Supplied records START

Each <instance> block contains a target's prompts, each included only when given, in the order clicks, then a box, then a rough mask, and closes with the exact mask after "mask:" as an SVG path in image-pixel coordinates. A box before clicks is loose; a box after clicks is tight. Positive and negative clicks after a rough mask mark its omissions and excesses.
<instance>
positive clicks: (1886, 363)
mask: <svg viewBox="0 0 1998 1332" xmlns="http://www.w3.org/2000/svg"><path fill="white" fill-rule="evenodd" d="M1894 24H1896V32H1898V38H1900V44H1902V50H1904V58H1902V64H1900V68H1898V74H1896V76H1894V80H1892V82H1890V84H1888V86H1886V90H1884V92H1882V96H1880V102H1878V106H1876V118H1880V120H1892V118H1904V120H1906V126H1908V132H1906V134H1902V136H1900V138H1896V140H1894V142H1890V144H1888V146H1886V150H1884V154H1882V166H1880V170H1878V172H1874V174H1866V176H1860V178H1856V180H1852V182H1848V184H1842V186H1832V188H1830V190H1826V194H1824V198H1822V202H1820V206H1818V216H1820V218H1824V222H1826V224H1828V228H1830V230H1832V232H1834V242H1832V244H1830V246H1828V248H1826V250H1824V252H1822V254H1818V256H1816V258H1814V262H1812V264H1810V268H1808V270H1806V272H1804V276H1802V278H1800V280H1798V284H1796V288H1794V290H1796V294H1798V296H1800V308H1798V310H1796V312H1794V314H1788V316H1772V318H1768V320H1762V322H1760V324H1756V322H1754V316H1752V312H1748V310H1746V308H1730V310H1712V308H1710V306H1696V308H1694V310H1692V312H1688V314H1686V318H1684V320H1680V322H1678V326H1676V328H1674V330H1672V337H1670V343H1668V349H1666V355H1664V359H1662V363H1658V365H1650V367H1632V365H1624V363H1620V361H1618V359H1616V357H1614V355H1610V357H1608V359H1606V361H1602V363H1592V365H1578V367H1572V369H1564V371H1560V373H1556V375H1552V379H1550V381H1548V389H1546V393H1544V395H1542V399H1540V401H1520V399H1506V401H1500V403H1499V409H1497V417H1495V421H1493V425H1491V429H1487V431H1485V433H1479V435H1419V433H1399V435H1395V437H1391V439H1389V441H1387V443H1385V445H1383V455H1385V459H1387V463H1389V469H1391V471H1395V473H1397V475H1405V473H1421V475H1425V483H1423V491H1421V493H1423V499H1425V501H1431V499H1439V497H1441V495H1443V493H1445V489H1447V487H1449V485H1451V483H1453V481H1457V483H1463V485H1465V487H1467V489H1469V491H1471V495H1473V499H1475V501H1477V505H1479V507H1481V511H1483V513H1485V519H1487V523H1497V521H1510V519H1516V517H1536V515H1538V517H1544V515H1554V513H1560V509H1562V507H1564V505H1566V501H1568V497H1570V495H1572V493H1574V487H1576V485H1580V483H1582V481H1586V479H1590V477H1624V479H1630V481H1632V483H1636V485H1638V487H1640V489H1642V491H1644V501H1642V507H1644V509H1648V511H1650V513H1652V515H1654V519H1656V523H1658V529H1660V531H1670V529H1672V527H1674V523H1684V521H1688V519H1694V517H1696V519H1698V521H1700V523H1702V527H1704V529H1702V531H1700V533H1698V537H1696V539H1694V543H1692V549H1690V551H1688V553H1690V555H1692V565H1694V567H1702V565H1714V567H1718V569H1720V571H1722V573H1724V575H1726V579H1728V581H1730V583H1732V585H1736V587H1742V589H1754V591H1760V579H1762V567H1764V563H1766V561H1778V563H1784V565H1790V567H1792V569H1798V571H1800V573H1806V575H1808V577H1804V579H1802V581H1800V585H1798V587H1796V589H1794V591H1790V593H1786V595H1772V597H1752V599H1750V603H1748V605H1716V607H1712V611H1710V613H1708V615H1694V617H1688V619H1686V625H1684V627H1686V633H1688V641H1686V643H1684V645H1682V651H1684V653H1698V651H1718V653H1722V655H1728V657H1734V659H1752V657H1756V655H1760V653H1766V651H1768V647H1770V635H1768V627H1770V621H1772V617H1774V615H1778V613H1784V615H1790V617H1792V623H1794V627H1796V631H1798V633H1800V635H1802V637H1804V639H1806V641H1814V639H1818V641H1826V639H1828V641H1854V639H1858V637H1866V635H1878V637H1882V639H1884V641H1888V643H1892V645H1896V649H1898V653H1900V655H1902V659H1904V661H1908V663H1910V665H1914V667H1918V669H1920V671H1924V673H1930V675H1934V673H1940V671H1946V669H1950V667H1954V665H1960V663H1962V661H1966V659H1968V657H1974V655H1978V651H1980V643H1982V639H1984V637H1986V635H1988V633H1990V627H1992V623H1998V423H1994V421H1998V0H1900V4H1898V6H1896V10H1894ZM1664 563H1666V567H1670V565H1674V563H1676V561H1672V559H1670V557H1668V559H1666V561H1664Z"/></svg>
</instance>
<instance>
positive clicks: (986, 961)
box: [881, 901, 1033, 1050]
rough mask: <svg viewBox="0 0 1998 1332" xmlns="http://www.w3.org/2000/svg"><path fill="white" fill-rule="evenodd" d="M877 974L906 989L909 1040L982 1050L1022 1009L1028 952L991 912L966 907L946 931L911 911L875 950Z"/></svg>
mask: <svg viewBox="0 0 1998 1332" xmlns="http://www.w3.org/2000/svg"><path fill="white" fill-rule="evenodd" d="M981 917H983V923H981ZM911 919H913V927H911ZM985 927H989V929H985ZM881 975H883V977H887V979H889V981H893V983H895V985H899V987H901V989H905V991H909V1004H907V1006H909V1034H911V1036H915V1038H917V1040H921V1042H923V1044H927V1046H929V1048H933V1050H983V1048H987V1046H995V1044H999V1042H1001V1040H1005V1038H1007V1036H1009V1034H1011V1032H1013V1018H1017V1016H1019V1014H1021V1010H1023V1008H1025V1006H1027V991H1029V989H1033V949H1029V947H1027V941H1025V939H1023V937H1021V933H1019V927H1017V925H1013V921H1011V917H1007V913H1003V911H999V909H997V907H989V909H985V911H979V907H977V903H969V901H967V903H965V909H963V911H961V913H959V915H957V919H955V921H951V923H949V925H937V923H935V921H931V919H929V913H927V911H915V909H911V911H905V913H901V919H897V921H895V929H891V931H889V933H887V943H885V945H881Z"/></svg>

Supplied records END

**What to work on**:
Which lines in the items above contain the word "clicks" when case must match? Gather every such line in full.

**Answer to the problem**:
Each <instance> block contains a target's prompts, each included only when given, in the order clicks, then a box, then a rough mask, and closes with the exact mask after "mask:" as an SVG path in image-pixel coordinates. A box before clicks is loose; a box after clicks is tight. Positive and negative clicks after a rough mask mark its omissions and excesses.
positive clicks: (1886, 363)
positive clicks: (986, 961)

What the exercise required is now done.